**What the task requires:**
Nothing less than an exact copy of all the records is required.

**Input:**
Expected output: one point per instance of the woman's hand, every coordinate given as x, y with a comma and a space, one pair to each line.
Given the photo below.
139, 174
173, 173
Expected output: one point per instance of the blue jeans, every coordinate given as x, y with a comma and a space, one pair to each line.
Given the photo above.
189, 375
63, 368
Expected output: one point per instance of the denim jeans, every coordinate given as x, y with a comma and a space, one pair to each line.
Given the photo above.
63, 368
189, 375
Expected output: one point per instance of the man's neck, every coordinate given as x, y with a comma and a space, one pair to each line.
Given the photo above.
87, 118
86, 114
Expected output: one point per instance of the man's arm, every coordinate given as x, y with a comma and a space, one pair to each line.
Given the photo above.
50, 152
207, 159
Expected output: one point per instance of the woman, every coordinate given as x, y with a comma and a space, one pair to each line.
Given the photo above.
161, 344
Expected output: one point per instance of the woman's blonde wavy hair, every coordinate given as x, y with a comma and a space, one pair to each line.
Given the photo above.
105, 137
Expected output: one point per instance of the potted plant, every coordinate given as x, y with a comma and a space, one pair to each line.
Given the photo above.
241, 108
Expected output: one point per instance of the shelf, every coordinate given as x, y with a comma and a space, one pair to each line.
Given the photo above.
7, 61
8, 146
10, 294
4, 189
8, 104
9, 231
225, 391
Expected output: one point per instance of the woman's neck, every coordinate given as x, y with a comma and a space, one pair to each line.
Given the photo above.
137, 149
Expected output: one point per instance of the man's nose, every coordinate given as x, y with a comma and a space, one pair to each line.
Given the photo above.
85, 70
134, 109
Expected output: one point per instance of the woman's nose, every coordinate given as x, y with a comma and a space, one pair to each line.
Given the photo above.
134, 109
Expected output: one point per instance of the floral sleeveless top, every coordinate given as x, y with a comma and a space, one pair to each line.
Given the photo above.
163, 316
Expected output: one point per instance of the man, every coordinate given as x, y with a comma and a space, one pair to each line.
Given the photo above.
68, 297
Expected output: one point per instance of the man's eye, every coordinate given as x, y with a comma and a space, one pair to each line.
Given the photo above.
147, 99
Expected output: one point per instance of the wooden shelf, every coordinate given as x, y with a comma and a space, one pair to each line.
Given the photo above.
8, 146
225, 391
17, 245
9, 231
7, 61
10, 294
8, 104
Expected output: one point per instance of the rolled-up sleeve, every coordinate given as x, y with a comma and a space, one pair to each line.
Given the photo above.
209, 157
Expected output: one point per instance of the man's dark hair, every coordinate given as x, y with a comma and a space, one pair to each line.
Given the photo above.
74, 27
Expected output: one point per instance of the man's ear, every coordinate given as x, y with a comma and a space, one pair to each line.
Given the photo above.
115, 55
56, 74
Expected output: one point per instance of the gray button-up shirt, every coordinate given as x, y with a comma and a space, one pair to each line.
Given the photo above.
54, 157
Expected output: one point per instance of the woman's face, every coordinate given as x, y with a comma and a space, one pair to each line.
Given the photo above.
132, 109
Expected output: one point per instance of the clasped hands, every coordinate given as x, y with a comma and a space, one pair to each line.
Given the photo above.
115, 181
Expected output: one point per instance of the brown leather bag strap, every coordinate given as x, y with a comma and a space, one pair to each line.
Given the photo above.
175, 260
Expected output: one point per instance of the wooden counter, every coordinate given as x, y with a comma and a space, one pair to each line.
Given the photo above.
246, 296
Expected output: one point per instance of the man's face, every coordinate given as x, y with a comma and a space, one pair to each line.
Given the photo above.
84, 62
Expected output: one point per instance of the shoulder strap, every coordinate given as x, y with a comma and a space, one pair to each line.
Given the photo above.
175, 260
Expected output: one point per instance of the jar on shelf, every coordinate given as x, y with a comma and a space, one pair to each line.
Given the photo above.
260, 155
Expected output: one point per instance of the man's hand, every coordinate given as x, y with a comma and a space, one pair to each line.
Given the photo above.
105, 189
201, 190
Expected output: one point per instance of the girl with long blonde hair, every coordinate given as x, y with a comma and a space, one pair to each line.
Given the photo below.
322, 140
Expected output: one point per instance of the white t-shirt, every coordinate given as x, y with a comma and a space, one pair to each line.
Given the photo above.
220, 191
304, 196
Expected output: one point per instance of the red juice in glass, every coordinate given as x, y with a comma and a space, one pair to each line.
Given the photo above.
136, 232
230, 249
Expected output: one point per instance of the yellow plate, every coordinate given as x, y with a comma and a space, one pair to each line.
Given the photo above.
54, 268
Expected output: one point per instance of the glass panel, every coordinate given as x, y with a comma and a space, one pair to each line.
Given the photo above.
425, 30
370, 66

**Written response:**
Expected output: one point per instance of the woman's hand, every coordinate given as x, y with a comma and a space, one pair to each line.
Given the photo below.
139, 174
173, 173
Expected output: one point per instance of the blue jeans, every coordinate given as x, y with a comma and a space, one pair to each line.
Given the photo above.
189, 375
63, 368
Expected output: one point per instance of the denim jeans, every coordinate given as x, y with a comma and a space, one pair to each line.
Given the photo above.
63, 368
189, 375
Expected output: one point per instance of the man's neck, every coordinate given as x, y with a comma and a space, one pair to each line.
Given the photo above.
87, 118
86, 114
Expected output: one point per instance of the man's arm, every coordinate given as x, y with a comma and a space, one pair to each line.
Given the photo above.
50, 152
207, 159
Expected output: one point per instance of the woman, every coordinate given as x, y with a comma and a space, one pair to each line.
Given the photo above.
161, 344
Expected output: one point per instance of the woman's blonde wavy hair, every coordinate given as x, y with a comma and a space, one pair to each line.
Given the photo above.
105, 137
Expected output: one point per instance of the potted plant, every coordinate given as x, y with a comma and a space, one pair to each line.
Given the photo above.
241, 108
Expected output: one point per instance of the shelf, every coordinate given as x, y with a comma and a space, one pair to each line.
Given the photo above.
7, 61
8, 146
10, 294
4, 189
8, 104
9, 231
225, 391
Expected output: one point per instance of the woman's neck, every coordinate given as x, y with a comma and a space, one pair to each line.
Given the photo above.
137, 149
Expected output: one point per instance of the man's nose, every coordinate given as x, y with a comma and a space, one pair to each line.
Given the photo above.
85, 70
134, 109
Expected output: one point per instance of the woman's nose, every coordinate given as x, y with a comma and a space, one pair to each line.
Given the photo above.
134, 109
Expected output: one point per instance of the floral sleeveless top, every coordinate given as x, y with a comma and a space, one pair to each line.
Given the photo above.
163, 316
Expected output: one point per instance of the man, every coordinate given as x, y with a comma and a space, one pair to each line.
Given the photo above.
68, 297
Expected output: one point per instance of the man's eye, every coordinate given as x, y with a comma and a space, one pair to each line.
Given the photo above.
147, 99
Expected output: one point per instance of the wooden shelf, every coordinate given as x, y with a comma and a space, one pair to each line.
Given the photo above.
8, 146
225, 391
17, 245
9, 231
7, 61
10, 294
8, 104
Expected output: one point per instance of the rolled-up sleeve, every coordinate given as x, y with a comma and a space, one pair to each line.
Given the photo above.
209, 157
Expected output: one point per instance of the man's dark hair, every coordinate given as x, y with a comma and a space, one pair to each line.
Given the photo above.
74, 27
Expected output: one point per instance of the man's ear, every coordinate given as x, y with a comma and a space, one pair to each line.
Given the photo above.
115, 55
56, 74
Expected output: one point per instance of the gray button-up shirt, every coordinate given as x, y with a comma and a space, one pair to each line.
Given the photo above.
54, 157
Expected output: one point per instance of the woman's face, every coordinate given as x, y with a comma and a space, one pair to each line.
Given the photo above.
132, 109
Expected output: one point per instance of the clasped hands, every coordinate given as x, y with a comma and a space, one pair to each line.
Given the photo above.
115, 181
Expected output: one point per instance of the brown leather bag strap, every coordinate given as x, y with a comma and a space, one pair to each line.
Given the photo above.
175, 260
Expected output: one point per instance of the wooden counter, every coordinate given as x, y with a comma and a space, one pair to each line.
Given the photo above.
246, 296
Expected output: one point per instance of the man's face, every coordinate given as x, y with a comma and a space, one pair to each line.
Given the photo above.
84, 62
Expected output: one point per instance of the shoulder strap, every coordinate given as x, y with a comma and a space, one pair to each line.
Given the photo above.
175, 260
Expected output: one point per instance of the jar on shelf, every coordinate given as x, y with a comma and a space, one pair to each line.
Given the photo above.
260, 155
Expected output: one point per instance of the man's hand, every coordinate given as x, y with a comma and a space, one pair to each line.
Given the photo above.
105, 189
201, 190
Expected output: one point per instance of the girl with long blonde hair, every coordinate given as x, y with a comma and a space, one pair to each line.
Given the photo below.
322, 140
Expected output: one point per instance of the white t-shirt, every coordinate given as x, y with a comma and a space, one pair to each line.
Given the photo above.
220, 191
304, 196
Expected output: one point per instance of the red juice in glass, every coordinate given as x, y with a comma and a space, one pair to each line.
Given the photo above.
136, 232
230, 249
Expected output: one point per instance of the yellow plate, every coordinate given as x, y with a comma and a space, one pair to each line.
Given the photo above.
54, 268
Expected output: one point per instance of the glass panel, every coordinate given as x, y with a comma and a space, one pair to each line.
Given the photo above.
425, 30
370, 66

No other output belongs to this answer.